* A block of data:
## Begin
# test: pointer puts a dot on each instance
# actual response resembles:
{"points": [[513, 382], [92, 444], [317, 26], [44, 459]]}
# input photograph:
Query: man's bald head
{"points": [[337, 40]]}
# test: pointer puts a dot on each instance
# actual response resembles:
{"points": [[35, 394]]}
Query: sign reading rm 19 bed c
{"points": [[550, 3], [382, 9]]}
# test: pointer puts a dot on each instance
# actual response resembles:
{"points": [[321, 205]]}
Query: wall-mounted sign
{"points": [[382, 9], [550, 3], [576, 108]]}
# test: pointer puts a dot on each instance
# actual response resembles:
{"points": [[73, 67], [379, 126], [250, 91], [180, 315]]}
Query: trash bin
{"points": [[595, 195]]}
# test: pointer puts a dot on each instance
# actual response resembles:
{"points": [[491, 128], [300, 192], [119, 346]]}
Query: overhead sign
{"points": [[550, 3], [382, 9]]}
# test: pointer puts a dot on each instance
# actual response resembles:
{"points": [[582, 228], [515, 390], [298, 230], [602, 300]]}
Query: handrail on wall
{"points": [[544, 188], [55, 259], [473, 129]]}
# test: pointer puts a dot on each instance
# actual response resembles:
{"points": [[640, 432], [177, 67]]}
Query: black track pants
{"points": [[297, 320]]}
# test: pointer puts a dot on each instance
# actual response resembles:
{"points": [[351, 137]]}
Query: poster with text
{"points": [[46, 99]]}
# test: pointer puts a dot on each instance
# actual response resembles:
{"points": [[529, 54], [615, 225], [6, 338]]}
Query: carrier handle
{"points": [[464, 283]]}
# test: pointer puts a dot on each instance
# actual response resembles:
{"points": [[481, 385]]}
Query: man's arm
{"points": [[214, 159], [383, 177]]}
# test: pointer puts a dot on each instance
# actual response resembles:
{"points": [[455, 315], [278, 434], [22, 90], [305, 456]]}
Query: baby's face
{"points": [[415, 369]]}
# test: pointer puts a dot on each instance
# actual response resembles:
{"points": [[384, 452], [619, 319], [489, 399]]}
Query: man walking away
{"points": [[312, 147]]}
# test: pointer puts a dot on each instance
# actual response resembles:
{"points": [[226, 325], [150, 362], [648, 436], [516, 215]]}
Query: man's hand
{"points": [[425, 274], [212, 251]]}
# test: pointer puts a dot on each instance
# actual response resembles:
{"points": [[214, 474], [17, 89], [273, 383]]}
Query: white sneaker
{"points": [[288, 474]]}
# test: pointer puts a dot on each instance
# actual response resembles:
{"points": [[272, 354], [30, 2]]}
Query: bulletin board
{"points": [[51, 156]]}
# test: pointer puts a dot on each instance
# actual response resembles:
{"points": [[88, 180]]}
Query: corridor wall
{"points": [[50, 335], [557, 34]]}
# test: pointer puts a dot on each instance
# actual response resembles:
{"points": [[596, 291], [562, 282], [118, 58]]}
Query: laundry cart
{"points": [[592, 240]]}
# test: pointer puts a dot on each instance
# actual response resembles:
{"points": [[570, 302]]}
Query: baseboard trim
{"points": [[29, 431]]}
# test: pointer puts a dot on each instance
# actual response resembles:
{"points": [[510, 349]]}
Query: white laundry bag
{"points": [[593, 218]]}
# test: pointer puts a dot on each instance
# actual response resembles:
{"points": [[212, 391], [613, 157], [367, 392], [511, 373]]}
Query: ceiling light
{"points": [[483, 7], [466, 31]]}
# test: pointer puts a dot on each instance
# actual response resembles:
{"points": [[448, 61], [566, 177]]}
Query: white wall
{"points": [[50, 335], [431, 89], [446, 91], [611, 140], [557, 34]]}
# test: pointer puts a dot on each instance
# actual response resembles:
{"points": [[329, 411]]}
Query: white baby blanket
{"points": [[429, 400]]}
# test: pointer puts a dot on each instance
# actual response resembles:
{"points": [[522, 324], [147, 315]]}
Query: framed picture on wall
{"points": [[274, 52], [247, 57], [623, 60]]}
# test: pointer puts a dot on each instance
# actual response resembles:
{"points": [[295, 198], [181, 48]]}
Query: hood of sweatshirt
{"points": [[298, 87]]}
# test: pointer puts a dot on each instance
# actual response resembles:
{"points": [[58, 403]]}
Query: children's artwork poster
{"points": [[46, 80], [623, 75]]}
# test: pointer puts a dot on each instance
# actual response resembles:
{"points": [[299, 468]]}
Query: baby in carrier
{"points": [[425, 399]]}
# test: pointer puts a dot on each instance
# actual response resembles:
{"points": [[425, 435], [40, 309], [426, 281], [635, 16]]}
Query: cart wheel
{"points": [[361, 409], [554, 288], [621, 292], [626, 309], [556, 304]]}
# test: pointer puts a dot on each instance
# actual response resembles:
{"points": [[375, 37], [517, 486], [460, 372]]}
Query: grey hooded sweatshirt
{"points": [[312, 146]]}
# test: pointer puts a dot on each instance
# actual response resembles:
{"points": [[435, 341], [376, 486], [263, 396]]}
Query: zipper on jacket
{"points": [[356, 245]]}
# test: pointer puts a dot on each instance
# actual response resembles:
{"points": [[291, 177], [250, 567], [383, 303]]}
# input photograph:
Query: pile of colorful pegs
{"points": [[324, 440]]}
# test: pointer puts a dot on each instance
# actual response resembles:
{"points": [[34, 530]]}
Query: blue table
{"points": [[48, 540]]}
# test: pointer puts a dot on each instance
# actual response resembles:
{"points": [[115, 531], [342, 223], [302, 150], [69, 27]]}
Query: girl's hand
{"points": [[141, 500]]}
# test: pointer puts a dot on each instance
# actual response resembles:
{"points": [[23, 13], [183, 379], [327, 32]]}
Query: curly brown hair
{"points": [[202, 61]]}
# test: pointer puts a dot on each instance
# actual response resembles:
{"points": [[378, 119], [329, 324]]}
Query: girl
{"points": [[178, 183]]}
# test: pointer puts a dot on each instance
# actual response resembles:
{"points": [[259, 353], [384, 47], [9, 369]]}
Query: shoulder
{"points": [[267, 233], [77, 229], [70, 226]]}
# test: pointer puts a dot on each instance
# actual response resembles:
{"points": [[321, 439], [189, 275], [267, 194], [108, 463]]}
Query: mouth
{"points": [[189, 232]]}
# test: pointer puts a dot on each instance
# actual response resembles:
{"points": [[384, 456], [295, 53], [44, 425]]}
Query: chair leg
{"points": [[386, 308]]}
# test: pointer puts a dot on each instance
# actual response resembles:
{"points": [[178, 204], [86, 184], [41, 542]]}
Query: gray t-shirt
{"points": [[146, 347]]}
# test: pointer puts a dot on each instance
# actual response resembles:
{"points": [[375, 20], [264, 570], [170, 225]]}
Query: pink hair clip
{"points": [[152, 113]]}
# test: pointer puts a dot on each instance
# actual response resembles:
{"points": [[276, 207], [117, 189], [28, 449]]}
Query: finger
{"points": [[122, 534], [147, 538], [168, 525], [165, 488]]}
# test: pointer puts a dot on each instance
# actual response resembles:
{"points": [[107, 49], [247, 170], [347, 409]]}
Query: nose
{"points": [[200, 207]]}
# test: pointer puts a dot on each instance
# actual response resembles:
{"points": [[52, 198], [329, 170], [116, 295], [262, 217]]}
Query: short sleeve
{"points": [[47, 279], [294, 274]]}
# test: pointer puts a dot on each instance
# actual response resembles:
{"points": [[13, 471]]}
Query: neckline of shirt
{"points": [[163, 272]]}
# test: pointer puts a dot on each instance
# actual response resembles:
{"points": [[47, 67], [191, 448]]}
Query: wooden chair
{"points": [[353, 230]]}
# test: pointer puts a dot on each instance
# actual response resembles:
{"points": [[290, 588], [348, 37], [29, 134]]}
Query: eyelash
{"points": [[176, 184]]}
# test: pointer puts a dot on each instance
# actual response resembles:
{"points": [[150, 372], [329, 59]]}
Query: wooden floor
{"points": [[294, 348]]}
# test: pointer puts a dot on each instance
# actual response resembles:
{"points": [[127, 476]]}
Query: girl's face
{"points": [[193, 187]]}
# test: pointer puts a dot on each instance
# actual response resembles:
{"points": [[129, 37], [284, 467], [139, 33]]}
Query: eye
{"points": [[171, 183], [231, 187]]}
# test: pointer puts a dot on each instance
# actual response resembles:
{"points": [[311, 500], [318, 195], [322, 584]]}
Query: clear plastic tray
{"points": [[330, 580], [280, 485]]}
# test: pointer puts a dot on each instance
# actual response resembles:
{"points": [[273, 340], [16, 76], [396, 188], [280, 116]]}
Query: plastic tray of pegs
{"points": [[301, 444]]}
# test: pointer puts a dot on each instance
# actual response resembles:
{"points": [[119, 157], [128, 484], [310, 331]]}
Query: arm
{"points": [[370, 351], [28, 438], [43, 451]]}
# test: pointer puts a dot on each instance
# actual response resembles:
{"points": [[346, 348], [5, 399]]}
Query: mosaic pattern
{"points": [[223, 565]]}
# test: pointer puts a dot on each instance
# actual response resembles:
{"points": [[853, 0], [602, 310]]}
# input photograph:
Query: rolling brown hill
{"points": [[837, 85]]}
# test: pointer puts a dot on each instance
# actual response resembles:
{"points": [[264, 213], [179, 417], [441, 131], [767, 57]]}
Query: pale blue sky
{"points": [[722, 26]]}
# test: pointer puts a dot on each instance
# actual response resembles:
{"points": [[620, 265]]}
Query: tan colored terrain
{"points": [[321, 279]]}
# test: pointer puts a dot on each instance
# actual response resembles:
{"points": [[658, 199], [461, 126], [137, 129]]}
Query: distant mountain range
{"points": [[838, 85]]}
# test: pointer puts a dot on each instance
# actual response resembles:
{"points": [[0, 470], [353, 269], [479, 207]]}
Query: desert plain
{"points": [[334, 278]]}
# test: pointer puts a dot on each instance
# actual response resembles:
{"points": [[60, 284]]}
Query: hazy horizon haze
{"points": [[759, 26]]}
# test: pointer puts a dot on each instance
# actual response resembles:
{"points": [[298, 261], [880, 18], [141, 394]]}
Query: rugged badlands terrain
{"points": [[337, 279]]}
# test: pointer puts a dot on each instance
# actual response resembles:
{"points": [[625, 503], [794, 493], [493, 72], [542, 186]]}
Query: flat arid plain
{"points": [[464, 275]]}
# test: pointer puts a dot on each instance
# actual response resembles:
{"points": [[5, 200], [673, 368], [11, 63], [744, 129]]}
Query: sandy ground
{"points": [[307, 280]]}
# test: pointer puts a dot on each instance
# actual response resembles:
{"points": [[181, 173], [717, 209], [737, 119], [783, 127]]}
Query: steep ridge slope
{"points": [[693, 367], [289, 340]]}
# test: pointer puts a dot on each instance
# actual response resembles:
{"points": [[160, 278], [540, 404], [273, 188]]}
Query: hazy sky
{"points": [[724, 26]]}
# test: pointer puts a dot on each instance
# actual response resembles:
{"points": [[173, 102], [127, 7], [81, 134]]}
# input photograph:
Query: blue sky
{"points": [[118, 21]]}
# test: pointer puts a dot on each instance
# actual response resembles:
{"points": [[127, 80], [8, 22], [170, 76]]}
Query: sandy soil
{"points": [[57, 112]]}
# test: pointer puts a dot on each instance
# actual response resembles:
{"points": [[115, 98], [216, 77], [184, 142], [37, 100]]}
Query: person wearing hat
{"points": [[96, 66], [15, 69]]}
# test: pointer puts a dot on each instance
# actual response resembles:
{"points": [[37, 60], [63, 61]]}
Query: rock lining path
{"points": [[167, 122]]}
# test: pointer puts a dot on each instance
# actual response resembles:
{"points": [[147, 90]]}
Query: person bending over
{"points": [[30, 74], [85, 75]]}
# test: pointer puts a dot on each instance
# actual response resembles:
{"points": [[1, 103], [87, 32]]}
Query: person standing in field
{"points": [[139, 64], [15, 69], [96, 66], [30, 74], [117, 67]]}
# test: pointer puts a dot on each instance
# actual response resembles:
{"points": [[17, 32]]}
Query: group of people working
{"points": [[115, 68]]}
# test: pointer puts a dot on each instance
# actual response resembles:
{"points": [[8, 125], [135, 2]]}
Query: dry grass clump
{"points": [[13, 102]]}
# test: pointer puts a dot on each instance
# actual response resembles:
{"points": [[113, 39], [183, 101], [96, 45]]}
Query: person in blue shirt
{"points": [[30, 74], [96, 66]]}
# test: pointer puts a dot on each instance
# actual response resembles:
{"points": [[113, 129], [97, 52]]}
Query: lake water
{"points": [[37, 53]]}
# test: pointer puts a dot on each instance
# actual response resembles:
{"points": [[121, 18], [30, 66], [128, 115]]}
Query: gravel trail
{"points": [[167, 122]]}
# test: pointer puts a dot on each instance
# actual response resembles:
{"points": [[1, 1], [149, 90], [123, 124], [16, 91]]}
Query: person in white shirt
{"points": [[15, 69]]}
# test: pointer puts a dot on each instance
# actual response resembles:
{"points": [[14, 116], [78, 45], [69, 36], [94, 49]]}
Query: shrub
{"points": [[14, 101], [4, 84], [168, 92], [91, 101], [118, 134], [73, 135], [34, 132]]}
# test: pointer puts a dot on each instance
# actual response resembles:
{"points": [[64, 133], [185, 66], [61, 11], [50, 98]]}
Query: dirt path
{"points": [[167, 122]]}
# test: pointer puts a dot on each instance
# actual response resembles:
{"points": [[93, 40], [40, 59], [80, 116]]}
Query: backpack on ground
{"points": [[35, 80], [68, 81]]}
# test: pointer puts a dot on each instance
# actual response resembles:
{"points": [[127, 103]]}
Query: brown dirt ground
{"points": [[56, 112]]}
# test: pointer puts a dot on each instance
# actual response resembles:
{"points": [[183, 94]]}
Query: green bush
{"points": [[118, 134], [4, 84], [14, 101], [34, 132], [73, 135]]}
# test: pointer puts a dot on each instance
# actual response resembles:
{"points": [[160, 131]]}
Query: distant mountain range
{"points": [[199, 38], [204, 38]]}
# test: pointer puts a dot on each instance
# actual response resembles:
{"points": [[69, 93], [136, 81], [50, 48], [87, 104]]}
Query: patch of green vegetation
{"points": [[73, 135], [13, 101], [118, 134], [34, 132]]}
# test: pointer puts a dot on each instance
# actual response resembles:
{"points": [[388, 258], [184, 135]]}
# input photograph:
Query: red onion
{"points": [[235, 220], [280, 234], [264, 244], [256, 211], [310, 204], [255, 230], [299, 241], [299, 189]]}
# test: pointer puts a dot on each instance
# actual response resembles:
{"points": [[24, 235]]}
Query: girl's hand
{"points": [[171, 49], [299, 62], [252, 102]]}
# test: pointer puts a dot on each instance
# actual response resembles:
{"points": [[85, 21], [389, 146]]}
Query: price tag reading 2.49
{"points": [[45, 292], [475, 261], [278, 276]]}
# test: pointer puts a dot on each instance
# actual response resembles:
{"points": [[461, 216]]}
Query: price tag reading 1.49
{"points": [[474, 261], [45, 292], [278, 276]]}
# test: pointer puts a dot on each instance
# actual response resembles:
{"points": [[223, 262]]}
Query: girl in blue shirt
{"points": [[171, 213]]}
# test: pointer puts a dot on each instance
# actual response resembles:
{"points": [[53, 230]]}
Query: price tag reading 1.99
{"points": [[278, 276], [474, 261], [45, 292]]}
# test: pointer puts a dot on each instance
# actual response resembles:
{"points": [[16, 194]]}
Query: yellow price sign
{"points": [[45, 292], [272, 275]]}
## End
* Goal:
Locate each line in the entries above that contains the word "plastic", and copy those lines out.

* Response:
Query: clear plastic tray
Query: plastic tray of pegs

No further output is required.